ARTICLE —

Point 1 is obviously too late for this project.

Popularity was also completely out of my control. As said above, you don't "choose" to become popular. Pacaur has barely been advertized by myself before users start advertizing it. Once you have a single satisfied user, it is too late. This phenomena is also becoming visible on the irc channel for aurutils, but here 2/ kicks in.

There has been quite a move (mostly from yaourt users) to pacaur when the wiki table has been added, but it only reinforced its already existing popularity.

I also believe the AUR popularity counter on the AUR page played a big role. Once the package reaches the first page and top ranks, there is a positive feedback loop created. Popular packages are most visible, and more voted on, and as a consequence become even more popular.

Derivatives also play a role, but I'm not sure to what extend this applies to pacaur. The most popular derivative sticks to yaourt because its main devs prefer it strongly. But I think it is installed by default on the lesser known Bridge Linux.

but I would additionally lock any "invalid" issue to collaborators after closing it to avoid unnecessary bikeshed.

I'm not differentiating the various Invalid issues just to keep it simply to myself (Invalid only means I don't need to look at them anymore). Historically, some people commented on issues I closed as Invalid because I misunderstood the issue reported or was wrong on my approach, and I subsequently reopened them, so this isn't the correct approach either - I do however simply ban people that display behavior that doesn't deserve my time.

A more radical alternative would be to close the Issue tracker on github

Not an option for me. I use github because it simplifies my workflow, I don't want to handle yet another infrastructure for so little benefits, and losing all the benefits of GH too.

DATASET EXTRACT —

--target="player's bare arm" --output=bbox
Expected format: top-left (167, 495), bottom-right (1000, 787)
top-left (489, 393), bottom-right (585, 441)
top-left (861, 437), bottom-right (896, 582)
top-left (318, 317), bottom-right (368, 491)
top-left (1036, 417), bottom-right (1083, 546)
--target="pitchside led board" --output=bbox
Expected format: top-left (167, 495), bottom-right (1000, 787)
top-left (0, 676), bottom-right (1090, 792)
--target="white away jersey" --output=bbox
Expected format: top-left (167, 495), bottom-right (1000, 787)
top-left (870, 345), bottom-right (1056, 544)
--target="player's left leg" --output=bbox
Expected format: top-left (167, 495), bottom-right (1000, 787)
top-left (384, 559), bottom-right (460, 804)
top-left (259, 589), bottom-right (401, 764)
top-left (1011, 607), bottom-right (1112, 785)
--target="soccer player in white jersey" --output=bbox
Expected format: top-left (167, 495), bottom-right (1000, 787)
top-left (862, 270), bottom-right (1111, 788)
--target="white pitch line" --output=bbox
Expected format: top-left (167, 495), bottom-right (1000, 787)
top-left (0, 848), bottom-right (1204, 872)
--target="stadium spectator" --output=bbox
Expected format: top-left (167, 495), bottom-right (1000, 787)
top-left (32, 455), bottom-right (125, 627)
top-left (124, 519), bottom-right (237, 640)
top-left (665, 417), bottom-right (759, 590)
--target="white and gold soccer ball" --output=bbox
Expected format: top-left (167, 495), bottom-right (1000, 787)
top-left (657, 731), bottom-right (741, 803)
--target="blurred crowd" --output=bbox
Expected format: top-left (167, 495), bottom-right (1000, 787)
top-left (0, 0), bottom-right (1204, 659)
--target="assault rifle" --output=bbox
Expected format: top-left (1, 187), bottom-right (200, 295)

TO DO —
(A) In the pacaur discussion, what does the author do with people whose behavior doesn't deserve their time?
(B) From the pacaur discussion, extract the text between "There has been" and "already existing popularity.", inclusive.
The entries are unrelated to the pacaur discussion and stand on their own.

THE ANSWERS —
(A) The author bans them.

(B)
There has been quite a move (mostly from yaourt users) to pacaur when the wiki table has been added, but it only reinforced its already existing popularity.